=== Exercise goal ===
Output every one of the rows below exactly as it appears, keeping every line, but leave the pictures out of your answer.

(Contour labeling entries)
BEGIN
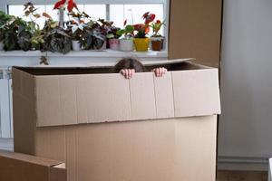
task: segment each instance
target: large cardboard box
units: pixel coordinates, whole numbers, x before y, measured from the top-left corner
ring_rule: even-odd
[[[52,159],[0,150],[0,180],[66,181],[65,164]]]
[[[69,181],[215,180],[218,70],[147,67],[162,65],[163,77],[131,80],[105,66],[13,68],[15,150],[65,161]]]
[[[219,67],[222,0],[170,0],[169,58]]]

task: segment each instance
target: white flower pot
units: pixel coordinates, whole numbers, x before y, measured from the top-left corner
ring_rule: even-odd
[[[4,43],[1,42],[0,43],[0,51],[3,51],[4,50]]]
[[[81,51],[82,47],[79,41],[72,41],[72,46],[73,51]]]
[[[112,50],[119,50],[119,39],[116,38],[112,38],[109,40],[109,43],[110,43],[110,48]]]
[[[119,42],[119,48],[122,52],[131,52],[134,50],[133,39],[121,39]]]

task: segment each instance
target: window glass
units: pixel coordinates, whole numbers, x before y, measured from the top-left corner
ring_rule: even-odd
[[[37,13],[42,14],[46,12],[53,20],[59,20],[58,10],[53,10],[53,5],[34,5],[38,8]],[[128,24],[140,24],[143,20],[141,16],[146,12],[151,12],[156,14],[156,19],[163,20],[163,5],[162,4],[140,4],[140,5],[110,5],[109,12],[106,12],[106,5],[78,5],[80,11],[84,11],[91,17],[94,19],[102,18],[106,19],[107,13],[111,21],[114,22],[114,25],[117,27],[123,27],[123,22],[127,19]],[[26,21],[30,21],[30,18],[26,18],[24,14],[24,5],[8,5],[9,14],[19,16]],[[35,19],[35,18],[34,18]],[[64,21],[69,20],[67,14],[64,14]],[[36,23],[43,27],[44,24],[44,18],[39,18]],[[160,33],[163,33],[163,28],[161,28]]]
[[[163,20],[163,5],[110,5],[110,20],[114,22],[118,27],[123,27],[123,21],[127,19],[128,24],[143,23],[142,14],[151,12],[156,14],[155,20]],[[163,28],[160,33],[163,33]]]
[[[46,12],[52,16],[53,20],[58,20],[58,11],[53,10],[53,5],[34,5],[34,6],[35,8],[37,8],[36,10],[37,14],[40,14],[42,15],[44,12]],[[25,21],[34,20],[36,24],[39,24],[41,28],[44,27],[44,20],[45,20],[44,17],[38,19],[36,19],[35,17],[32,17],[31,19],[30,16],[26,17],[24,13],[24,5],[8,5],[8,14],[11,15],[22,17]]]

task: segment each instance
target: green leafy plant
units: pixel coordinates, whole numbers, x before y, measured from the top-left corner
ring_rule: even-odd
[[[131,38],[133,36],[134,26],[133,25],[125,25],[124,29],[118,30],[116,32],[117,35],[122,36],[123,38]]]
[[[80,43],[84,50],[99,50],[103,46],[105,39],[105,34],[99,28],[96,28],[86,30]]]
[[[5,33],[6,31],[6,25],[14,18],[11,15],[6,14],[3,11],[0,11],[0,42],[2,42],[5,38]]]
[[[18,37],[20,35],[25,36],[24,32],[26,32],[26,23],[22,18],[15,17],[6,25],[4,33],[4,50],[5,51],[14,51],[19,50],[20,46],[18,43]]]
[[[150,12],[143,14],[141,18],[144,20],[144,23],[133,25],[136,32],[135,38],[146,38],[146,35],[150,32],[150,24],[153,22],[155,17],[156,15]]]
[[[44,35],[44,50],[67,53],[72,50],[72,38],[61,27],[55,27]]]
[[[161,37],[159,32],[162,25],[165,25],[165,21],[160,22],[160,20],[157,20],[151,24],[152,37]]]

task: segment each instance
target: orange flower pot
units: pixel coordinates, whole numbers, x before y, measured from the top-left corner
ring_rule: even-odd
[[[149,38],[134,38],[135,49],[137,52],[147,52],[149,50]]]

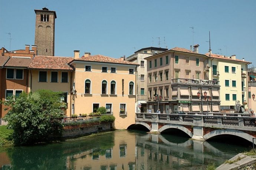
END
=== Response to the task ===
task: segment each instance
target: large cardboard box
units: pixel coordinates, whole numbers, x before y, measured from the top-left corner
ring_rule: even-odd
[[[52,159],[0,150],[0,180],[66,181],[65,164]]]
[[[69,181],[215,180],[218,70],[147,67],[162,65],[163,77],[131,80],[105,66],[13,68],[15,150],[65,161]]]
[[[219,67],[222,0],[170,0],[169,58]]]

task: segment each instance
target: white flower pot
units: pixel coordinates, whole numbers, x before y, measured from the top-left corner
ring_rule: even-odd
[[[4,43],[1,42],[0,43],[0,51],[3,51],[4,50]]]
[[[81,51],[82,47],[79,41],[72,41],[72,46],[73,51]]]
[[[112,50],[119,50],[119,39],[116,38],[112,38],[109,40],[109,43],[110,43],[110,48]]]
[[[119,42],[119,48],[122,52],[131,52],[134,50],[133,39],[121,39]]]

task: segment each instance
target: window glass
units: pixel coordinates, whole numbers, x before y, measured from the top-left corner
ring_rule: even-odd
[[[37,13],[42,14],[46,12],[53,20],[59,20],[58,10],[53,10],[53,5],[34,5],[38,8]],[[128,24],[140,24],[143,20],[141,16],[146,12],[151,12],[156,14],[156,19],[163,20],[163,5],[162,4],[140,4],[140,5],[110,5],[109,12],[106,12],[106,5],[78,5],[80,11],[84,11],[91,17],[94,19],[102,18],[106,19],[107,13],[111,21],[114,22],[114,25],[117,27],[123,27],[123,22],[127,19]],[[26,21],[30,21],[30,18],[26,18],[24,14],[24,5],[8,5],[9,14],[19,16]],[[35,19],[35,18],[34,18]],[[64,21],[69,20],[67,14],[64,14]],[[36,23],[43,27],[44,24],[44,18],[39,18]],[[160,33],[163,33],[163,28],[161,28]]]
[[[163,20],[163,5],[110,5],[110,20],[114,22],[118,27],[123,27],[123,21],[127,19],[128,24],[143,23],[142,14],[151,12],[156,14],[155,20]],[[163,28],[160,33],[163,33]]]
[[[46,12],[52,16],[53,20],[58,20],[58,11],[53,10],[53,5],[34,5],[34,6],[35,8],[37,8],[36,10],[37,14],[40,14],[42,15],[44,12]],[[25,21],[34,20],[36,24],[39,24],[41,28],[44,27],[44,20],[45,20],[44,17],[38,19],[36,19],[35,17],[32,17],[31,19],[30,16],[26,17],[24,13],[24,5],[8,5],[8,14],[11,15],[22,17]]]

task: segment each instance
target: green leafy plant
units: pixel coordinates, whole numbers, x before y, measured from the top-left corner
ring_rule: even-odd
[[[131,38],[133,36],[134,26],[133,25],[125,25],[124,29],[118,30],[116,32],[117,35],[122,36],[123,38]]]
[[[80,43],[84,50],[99,50],[103,46],[105,39],[105,34],[99,28],[96,28],[86,30]]]
[[[5,33],[6,31],[6,25],[14,18],[11,15],[6,14],[3,11],[0,11],[0,42],[2,42],[5,38]]]
[[[18,37],[20,35],[25,36],[24,32],[26,32],[26,23],[22,18],[15,17],[6,25],[4,33],[4,50],[5,51],[14,51],[19,50],[20,46],[18,43]]]
[[[150,12],[143,14],[141,18],[144,20],[144,23],[133,25],[136,32],[135,38],[146,38],[146,35],[150,32],[150,24],[153,22],[155,17],[156,15]]]
[[[44,35],[44,50],[67,53],[72,50],[72,38],[61,27],[55,27]]]
[[[161,37],[159,32],[162,25],[165,25],[165,21],[160,22],[160,20],[157,20],[151,24],[152,37]]]

task: segment each instance
target: orange flower pot
units: pixel coordinates, whole numbers, x before y, measured from the top-left corner
ring_rule: even-odd
[[[149,38],[134,38],[135,49],[137,52],[147,52],[149,50]]]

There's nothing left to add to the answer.